[Opening Data to use section]

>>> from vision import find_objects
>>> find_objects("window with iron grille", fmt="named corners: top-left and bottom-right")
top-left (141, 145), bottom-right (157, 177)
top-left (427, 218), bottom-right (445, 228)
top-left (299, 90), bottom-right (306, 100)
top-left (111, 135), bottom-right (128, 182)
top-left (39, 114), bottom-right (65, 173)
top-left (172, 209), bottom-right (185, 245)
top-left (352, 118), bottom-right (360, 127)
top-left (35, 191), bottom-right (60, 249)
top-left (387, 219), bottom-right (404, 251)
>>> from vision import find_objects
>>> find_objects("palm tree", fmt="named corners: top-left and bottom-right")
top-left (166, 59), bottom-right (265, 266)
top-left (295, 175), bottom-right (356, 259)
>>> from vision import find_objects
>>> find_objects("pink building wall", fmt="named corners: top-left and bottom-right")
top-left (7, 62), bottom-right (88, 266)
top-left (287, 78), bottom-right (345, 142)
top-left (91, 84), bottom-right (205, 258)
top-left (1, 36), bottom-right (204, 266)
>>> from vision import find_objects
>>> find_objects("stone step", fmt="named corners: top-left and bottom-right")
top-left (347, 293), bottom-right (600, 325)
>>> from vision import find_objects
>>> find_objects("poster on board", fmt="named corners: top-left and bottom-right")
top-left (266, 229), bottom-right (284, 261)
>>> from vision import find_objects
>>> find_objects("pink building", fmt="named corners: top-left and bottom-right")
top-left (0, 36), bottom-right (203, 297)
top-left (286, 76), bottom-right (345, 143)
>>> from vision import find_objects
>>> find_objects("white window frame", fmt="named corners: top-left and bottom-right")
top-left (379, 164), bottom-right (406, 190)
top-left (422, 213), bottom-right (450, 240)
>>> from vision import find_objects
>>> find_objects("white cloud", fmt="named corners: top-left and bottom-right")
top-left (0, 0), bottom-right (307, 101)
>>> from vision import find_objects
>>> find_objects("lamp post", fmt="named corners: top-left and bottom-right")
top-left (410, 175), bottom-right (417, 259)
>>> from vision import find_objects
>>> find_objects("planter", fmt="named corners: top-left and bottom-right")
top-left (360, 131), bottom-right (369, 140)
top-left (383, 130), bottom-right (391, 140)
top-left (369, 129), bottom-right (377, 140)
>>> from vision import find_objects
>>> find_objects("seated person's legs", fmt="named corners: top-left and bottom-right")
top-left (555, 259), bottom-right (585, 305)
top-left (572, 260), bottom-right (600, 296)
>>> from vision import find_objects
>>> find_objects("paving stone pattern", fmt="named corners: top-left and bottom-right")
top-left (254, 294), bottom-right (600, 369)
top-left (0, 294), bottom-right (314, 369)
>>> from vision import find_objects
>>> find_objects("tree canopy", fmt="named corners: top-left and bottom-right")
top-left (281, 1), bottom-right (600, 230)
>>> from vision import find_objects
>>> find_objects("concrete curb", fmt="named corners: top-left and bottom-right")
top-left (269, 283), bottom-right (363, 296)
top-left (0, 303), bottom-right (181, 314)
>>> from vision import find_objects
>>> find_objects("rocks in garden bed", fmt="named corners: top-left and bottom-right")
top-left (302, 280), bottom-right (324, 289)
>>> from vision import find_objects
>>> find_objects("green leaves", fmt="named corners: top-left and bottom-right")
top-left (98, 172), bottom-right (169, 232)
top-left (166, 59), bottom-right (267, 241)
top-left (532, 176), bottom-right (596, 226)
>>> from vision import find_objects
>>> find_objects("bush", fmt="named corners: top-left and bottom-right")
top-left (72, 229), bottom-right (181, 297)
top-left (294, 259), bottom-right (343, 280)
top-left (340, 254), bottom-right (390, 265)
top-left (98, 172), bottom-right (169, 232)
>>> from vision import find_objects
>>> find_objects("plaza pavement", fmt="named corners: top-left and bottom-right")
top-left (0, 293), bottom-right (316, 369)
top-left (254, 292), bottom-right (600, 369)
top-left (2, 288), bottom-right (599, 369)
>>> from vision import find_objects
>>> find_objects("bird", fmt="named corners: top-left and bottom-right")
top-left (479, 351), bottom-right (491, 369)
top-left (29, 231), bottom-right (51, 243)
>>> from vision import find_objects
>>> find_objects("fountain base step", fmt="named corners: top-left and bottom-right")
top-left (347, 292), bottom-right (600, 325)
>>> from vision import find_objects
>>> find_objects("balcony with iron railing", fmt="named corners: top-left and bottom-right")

[Closing Data to use section]

== Work instruction ==
Your task is to transcribe all of the entries word for word.

== Solution ==
>>> from vision import find_objects
>>> find_objects("window with iron grille", fmt="named corners: top-left and bottom-right")
top-left (141, 145), bottom-right (157, 177)
top-left (427, 218), bottom-right (445, 228)
top-left (299, 90), bottom-right (306, 100)
top-left (111, 135), bottom-right (128, 182)
top-left (39, 114), bottom-right (65, 173)
top-left (172, 209), bottom-right (185, 245)
top-left (352, 118), bottom-right (360, 127)
top-left (35, 191), bottom-right (60, 249)
top-left (387, 219), bottom-right (404, 251)
>>> from vision import find_objects
>>> find_objects("palm tree", fmt="named corners: top-left and bottom-right")
top-left (166, 59), bottom-right (265, 266)
top-left (295, 175), bottom-right (356, 259)
>>> from vision import find_objects
>>> find_objects("pink building wall", fmt="named corners: top-left and bottom-right")
top-left (7, 62), bottom-right (88, 266)
top-left (287, 78), bottom-right (345, 142)
top-left (91, 84), bottom-right (205, 258)
top-left (1, 36), bottom-right (204, 266)
>>> from vision import find_objects
>>> find_objects("stone step", fmt="named corners: top-left and bottom-right")
top-left (347, 293), bottom-right (600, 325)
>>> from vision import find_objects
>>> find_objects("poster on board", fmt="named corners: top-left and bottom-right")
top-left (266, 229), bottom-right (284, 261)
>>> from vision import find_objects
>>> find_objects("pink building", fmt="named corners: top-left and bottom-right")
top-left (0, 36), bottom-right (203, 297)
top-left (286, 76), bottom-right (345, 143)
>>> from vision import find_objects
>>> find_objects("white window frame", fmt="named corners: top-left and bottom-right")
top-left (379, 164), bottom-right (406, 190)
top-left (422, 213), bottom-right (450, 240)
>>> from vision import find_objects
>>> find_objects("white cloud", fmt="named corners: top-left and bottom-right")
top-left (0, 0), bottom-right (307, 101)
>>> from vision import find_objects
>>> find_objects("lamp post", fmt="named corners: top-left and bottom-right")
top-left (410, 175), bottom-right (417, 259)
>>> from vision import find_objects
>>> find_objects("planter", fmt="named corners: top-left and bottom-right")
top-left (360, 131), bottom-right (369, 140)
top-left (383, 130), bottom-right (391, 140)
top-left (369, 129), bottom-right (377, 140)
>>> from vision import find_objects
>>> find_objects("seated person's legs", fmt="named corners: top-left and bottom-right")
top-left (555, 259), bottom-right (585, 305)
top-left (572, 260), bottom-right (600, 296)
>>> from vision import find_objects
>>> find_objects("paving stone pattern", fmt="named corners: top-left and bottom-right")
top-left (254, 294), bottom-right (600, 369)
top-left (0, 294), bottom-right (314, 369)
>>> from vision import find_objects
>>> find_objects("tree canopy", fmt="named corners: top-left and bottom-right")
top-left (281, 1), bottom-right (600, 230)
>>> from vision import find_objects
>>> find_objects("concrete curb", fmt="named corners: top-left and bottom-right")
top-left (269, 283), bottom-right (363, 296)
top-left (0, 303), bottom-right (181, 314)
>>> from vision import find_objects
>>> find_objects("rocks in garden bed", fmt="named corners: top-left and bottom-right")
top-left (302, 280), bottom-right (324, 289)
>>> from vision import find_objects
>>> find_objects("green leaves", fmt="named corners: top-left and bottom-right")
top-left (98, 172), bottom-right (169, 232)
top-left (166, 59), bottom-right (267, 241)
top-left (532, 176), bottom-right (596, 226)
>>> from vision import find_objects
>>> find_objects("bush", fmt="named corners: top-left and bottom-right")
top-left (72, 229), bottom-right (181, 297)
top-left (294, 259), bottom-right (343, 280)
top-left (340, 254), bottom-right (390, 265)
top-left (98, 172), bottom-right (169, 232)
>>> from vision import find_objects
>>> find_objects("plaza pavement", fmt="named corners: top-left and bottom-right")
top-left (0, 293), bottom-right (316, 369)
top-left (254, 292), bottom-right (600, 369)
top-left (2, 288), bottom-right (599, 369)
>>> from vision import find_objects
>>> find_objects("bird", fmt="named corners: top-left and bottom-right")
top-left (479, 351), bottom-right (491, 369)
top-left (29, 231), bottom-right (51, 243)
>>> from vision import find_objects
>>> find_objects("fountain base step", fmt="named corners: top-left and bottom-right")
top-left (347, 292), bottom-right (600, 325)
>>> from vision import find_objects
>>> find_objects("balcony with iron railing", fmt="named corners: top-left and bottom-right")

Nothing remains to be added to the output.